(begin)

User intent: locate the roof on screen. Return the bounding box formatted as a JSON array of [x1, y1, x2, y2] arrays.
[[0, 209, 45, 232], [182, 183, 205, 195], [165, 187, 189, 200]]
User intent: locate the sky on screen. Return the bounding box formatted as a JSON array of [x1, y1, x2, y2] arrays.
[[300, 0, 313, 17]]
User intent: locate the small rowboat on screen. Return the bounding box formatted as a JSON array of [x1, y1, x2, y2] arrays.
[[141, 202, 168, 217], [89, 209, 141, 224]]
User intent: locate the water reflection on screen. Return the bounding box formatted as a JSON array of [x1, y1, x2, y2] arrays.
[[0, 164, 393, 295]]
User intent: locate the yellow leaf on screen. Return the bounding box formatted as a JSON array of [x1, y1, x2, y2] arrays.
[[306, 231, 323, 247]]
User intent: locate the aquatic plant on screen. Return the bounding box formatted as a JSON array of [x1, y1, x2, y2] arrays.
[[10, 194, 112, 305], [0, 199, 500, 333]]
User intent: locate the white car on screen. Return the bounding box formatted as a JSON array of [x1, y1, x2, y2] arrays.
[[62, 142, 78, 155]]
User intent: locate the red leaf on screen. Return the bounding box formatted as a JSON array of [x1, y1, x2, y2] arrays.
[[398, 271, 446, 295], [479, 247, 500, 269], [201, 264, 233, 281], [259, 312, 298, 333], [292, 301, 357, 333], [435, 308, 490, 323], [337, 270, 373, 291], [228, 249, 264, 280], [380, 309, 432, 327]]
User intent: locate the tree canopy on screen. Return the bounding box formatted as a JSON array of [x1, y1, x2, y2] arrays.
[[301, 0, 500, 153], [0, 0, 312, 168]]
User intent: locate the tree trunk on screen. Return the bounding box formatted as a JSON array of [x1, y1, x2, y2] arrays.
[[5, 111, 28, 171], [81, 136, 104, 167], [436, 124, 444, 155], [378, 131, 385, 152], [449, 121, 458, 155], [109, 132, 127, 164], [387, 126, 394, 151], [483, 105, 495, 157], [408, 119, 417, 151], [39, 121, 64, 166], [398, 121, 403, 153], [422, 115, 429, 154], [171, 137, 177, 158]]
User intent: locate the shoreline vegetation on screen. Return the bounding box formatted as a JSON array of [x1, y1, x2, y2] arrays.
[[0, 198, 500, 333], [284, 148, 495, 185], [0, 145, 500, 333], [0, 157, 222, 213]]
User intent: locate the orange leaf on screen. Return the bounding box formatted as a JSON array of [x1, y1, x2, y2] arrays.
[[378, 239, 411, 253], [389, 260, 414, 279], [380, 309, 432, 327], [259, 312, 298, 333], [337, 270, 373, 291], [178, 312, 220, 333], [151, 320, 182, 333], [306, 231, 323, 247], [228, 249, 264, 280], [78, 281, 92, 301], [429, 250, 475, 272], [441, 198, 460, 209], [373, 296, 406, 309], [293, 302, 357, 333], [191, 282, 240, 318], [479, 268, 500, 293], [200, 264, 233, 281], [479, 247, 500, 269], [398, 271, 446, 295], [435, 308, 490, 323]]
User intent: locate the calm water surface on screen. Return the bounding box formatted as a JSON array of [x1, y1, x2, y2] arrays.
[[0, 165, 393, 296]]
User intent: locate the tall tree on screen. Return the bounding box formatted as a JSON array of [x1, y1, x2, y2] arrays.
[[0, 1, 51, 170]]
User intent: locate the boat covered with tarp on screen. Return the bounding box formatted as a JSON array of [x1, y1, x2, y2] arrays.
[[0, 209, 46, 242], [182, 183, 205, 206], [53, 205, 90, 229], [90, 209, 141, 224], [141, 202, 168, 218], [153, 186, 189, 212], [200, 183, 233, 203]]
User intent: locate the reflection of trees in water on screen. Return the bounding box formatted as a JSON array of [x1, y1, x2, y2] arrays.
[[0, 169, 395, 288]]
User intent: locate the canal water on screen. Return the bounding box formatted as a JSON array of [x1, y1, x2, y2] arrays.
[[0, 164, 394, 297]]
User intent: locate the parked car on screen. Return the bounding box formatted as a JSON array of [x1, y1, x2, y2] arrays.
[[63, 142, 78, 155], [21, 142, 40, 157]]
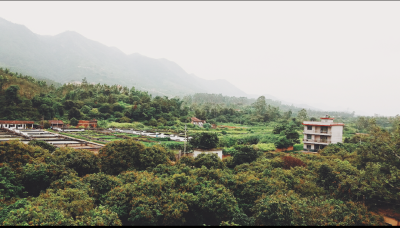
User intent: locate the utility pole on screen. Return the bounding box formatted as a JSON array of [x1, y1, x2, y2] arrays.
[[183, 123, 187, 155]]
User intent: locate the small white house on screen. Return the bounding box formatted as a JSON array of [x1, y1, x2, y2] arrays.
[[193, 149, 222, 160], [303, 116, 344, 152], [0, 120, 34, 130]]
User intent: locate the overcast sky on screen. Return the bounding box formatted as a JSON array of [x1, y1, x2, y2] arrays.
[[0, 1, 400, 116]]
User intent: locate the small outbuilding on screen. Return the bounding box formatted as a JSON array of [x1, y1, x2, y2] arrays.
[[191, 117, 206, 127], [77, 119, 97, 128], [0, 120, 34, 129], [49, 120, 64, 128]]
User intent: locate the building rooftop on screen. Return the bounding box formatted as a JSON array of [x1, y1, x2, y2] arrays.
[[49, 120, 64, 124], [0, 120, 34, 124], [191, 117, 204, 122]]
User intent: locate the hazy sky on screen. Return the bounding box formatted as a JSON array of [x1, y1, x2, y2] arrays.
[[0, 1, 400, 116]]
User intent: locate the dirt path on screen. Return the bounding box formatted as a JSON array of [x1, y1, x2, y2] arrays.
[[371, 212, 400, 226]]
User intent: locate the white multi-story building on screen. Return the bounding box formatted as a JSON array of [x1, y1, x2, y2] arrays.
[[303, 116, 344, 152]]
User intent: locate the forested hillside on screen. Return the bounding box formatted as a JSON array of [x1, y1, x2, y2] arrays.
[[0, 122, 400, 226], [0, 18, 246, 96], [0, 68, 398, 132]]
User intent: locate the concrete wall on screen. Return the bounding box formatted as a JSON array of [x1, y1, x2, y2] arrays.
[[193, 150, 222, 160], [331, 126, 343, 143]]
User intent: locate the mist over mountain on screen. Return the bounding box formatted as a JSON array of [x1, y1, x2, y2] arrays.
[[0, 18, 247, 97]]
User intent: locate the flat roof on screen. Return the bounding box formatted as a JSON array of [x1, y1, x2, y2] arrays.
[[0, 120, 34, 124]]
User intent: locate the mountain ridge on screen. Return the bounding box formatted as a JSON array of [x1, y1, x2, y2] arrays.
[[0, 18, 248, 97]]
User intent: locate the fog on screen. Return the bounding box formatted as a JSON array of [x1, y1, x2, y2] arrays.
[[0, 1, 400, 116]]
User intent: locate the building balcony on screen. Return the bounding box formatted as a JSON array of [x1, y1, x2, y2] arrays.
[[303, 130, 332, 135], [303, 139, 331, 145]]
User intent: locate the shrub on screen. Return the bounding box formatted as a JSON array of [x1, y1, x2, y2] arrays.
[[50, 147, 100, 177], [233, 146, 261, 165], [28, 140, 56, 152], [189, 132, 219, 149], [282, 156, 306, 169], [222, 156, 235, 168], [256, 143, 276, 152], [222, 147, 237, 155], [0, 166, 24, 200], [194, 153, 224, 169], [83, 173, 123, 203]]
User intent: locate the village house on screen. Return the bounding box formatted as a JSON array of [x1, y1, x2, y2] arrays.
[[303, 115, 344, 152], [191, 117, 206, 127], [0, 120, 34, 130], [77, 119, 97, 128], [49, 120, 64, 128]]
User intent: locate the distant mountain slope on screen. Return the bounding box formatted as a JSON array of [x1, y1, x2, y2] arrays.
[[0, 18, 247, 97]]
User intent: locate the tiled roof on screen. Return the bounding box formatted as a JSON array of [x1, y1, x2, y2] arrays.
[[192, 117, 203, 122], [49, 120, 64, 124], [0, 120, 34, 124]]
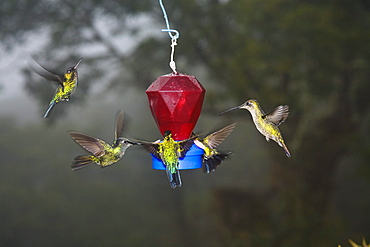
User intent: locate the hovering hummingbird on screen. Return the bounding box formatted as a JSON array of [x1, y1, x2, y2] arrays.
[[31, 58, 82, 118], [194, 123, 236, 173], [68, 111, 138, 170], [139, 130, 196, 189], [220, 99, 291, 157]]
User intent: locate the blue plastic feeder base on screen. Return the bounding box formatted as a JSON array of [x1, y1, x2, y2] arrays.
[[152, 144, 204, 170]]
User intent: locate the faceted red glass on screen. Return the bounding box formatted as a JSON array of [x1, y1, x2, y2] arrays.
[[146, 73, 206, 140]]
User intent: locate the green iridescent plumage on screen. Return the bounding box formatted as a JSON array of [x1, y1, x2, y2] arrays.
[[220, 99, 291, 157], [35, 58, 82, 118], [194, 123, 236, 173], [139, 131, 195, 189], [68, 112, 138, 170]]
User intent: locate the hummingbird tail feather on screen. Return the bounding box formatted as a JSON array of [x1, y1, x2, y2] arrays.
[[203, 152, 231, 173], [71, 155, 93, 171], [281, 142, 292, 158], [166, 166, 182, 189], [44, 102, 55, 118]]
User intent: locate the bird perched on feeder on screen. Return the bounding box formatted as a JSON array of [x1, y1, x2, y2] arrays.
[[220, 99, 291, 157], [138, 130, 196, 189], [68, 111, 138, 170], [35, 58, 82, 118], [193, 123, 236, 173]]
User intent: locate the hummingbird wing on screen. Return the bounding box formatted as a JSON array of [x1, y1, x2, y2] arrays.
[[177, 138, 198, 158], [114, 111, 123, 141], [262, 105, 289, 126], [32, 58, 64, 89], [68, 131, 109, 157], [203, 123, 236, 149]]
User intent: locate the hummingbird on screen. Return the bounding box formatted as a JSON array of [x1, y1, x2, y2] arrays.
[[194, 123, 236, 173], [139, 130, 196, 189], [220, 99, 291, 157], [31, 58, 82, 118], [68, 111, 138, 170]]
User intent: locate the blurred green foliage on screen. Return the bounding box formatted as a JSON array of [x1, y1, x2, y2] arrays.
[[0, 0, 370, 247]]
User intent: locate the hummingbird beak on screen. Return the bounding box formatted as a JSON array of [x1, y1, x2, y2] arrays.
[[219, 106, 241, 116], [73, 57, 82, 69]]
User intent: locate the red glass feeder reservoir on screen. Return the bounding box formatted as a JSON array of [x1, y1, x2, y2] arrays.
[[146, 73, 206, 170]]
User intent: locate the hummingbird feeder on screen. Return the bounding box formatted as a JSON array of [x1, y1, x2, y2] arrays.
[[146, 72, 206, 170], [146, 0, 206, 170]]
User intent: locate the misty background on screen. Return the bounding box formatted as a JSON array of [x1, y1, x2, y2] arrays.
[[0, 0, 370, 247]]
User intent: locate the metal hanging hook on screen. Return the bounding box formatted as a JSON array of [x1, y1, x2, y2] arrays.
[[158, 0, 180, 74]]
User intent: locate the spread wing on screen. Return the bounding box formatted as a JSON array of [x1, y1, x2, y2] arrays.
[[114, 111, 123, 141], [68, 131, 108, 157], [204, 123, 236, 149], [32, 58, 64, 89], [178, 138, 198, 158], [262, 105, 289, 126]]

(end)
(begin)

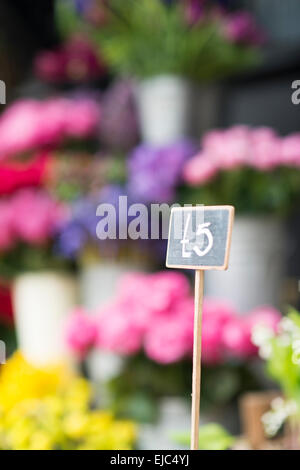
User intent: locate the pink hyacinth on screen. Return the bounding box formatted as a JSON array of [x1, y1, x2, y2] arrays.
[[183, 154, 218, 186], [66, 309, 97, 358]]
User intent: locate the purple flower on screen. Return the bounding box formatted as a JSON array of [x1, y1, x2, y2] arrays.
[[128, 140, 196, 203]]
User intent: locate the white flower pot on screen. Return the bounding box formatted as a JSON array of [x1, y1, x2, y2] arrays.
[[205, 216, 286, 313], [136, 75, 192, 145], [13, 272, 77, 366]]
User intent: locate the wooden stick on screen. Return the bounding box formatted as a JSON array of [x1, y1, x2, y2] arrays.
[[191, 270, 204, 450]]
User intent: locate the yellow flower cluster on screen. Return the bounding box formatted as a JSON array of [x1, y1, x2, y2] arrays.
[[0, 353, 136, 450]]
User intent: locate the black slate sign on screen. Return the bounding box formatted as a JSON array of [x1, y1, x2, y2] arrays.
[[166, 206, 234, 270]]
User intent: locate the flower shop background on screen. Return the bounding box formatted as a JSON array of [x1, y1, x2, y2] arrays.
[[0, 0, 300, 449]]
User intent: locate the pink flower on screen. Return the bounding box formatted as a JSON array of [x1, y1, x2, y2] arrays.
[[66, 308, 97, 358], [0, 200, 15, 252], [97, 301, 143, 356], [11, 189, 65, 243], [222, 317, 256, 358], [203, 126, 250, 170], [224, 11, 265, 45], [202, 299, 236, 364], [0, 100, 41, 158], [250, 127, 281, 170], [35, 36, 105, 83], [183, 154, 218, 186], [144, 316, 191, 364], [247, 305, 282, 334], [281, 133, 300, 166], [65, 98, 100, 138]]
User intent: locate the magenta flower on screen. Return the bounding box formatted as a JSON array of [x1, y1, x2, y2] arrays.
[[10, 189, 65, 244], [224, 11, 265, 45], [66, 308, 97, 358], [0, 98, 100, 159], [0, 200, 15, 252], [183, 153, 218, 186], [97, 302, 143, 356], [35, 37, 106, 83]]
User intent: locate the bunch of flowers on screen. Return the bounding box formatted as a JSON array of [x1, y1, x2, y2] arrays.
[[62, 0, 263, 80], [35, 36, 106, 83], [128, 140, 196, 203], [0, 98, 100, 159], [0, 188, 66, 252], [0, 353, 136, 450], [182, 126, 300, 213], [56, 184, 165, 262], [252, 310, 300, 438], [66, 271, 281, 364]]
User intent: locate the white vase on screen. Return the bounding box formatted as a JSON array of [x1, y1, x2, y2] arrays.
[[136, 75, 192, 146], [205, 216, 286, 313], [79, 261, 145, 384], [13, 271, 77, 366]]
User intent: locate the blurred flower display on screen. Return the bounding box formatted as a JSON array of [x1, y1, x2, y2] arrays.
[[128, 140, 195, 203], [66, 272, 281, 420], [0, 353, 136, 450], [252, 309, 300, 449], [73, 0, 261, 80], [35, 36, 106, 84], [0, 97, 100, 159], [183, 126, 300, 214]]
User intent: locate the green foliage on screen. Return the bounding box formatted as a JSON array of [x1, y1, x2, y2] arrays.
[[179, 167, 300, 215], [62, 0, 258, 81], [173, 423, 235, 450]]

(end)

Goal of the exercise: Collect every line of the records that contains the word "pink".

Complete response:
User intent: locate the pink hyacinth on screen. Return the bounding box formatted as a JSON array of [x1, y1, x2, y2] arrays.
User intent: locate the pink flower on screen. Return the bounding box formatted as a JSON array of [x1, y1, x2, y2] arrays.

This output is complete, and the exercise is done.